### Work instruction 1
Answer these questions about the fireworks editorial, one answer per line:
(a) Which police officer urges that corner shops be banned from selling fireworks?
(b) What does the abuse of fireworks terrify, according to the text?
(c) What do the licences that councils grant cover?
### Work instruction 2
Rewrite the fireworks editorial from "As Mr Thompson" to "to sell them.", putting "permits" in place of "licences".
### Work instruction 3
Carry on the fireworks editorial past its last sentence.

### Given passage

====

WHATEVER difficulties may arise, tighter legislation on the sale of fireworks -- perhaps even to the extent of corner shops being banned from selling them altogether, as Blackburn police supremo Chief Superintendent John Thompson urges tonight -- is plainly needed.

For the widespread abuse of them for weeks before and after Bonfire Night -- testified by the continual explosions and shrieks that terrify old folk and pets -- proves that the current controls are inadequate.

In short, too many go on sale too soon and too easily get into the wrong hands. And the number of incidents involving fireworks that the police have had to deal with in the run-up to Bonfire Night also shows not only the high level of abuse, but also what a wasteful drain they impose on police resources.

As Mr Thompson rightly remarks, there is no sense in selling what amount to explosives to the general public over the counter. Yet, in effect, that is what the present lax fireworks legislation permits.

For, apart from age, there is no restriction on the sale of fireworks. Councils, we are told, have no powers to restrict when they go on sale. Nor can they easily refuse the licences that cover only their safe storage, not who is allowed to sell them.

====

### Given information
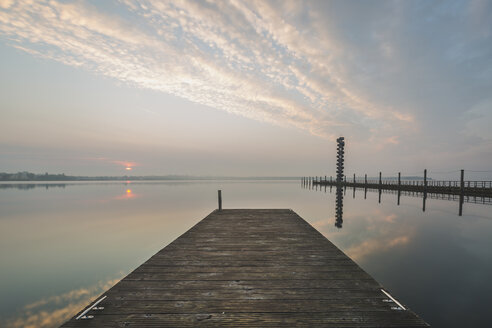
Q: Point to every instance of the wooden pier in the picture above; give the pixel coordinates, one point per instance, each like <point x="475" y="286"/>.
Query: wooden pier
<point x="461" y="188"/>
<point x="248" y="268"/>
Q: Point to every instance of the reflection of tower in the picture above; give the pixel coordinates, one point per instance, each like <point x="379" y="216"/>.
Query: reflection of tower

====

### Exercise output 1
(a) Blackburn police Chief Superintendent John Thompson
(b) Old folk and pets
(c) Only the safe storage of fireworks, not who is allowed to sell them

### Exercise output 2
As Mr Thompson rightly remarks, there is no sense in selling what amount to explosives to the general public over the counter. Yet, in effect, that is what the present lax fireworks legislation permits.

For, apart from age, there is no restriction on the sale of fireworks. Councils, we are told, have no powers to restrict when they go on sale. Nor can they easily refuse the permits that cover only their safe storage, not who is allowed to sell them.

### Exercise output 3
Indeed, so feeble is the law that when three East Lancashire MPs last year called for a special debate in Parliament on firework legislation, it was revealed that police, fire chiefs and trading standards officers had just no idea where the huge commercial display fireworks responsible for such much of the terror were coming from -- as the law and import controls make no distinction between them and the ordinary 'back garden' sort.

How much longer is it going to be allowed to go on, this annual nuisance and danger -- so great that in the past in East Lancashire cars and telephone boxes have been blown up and even a teenager killed?

It is about time it was stopped and the review of firework legislation that the government promises in the coming months would do well to confine the sale and use of fireworks strictly to organised public displays. And even though this would prevent many people from enjoying traditional family bonfire parties, it would be better to be safe than sorry. And it would put and end to the annual firework menace that is far from fun.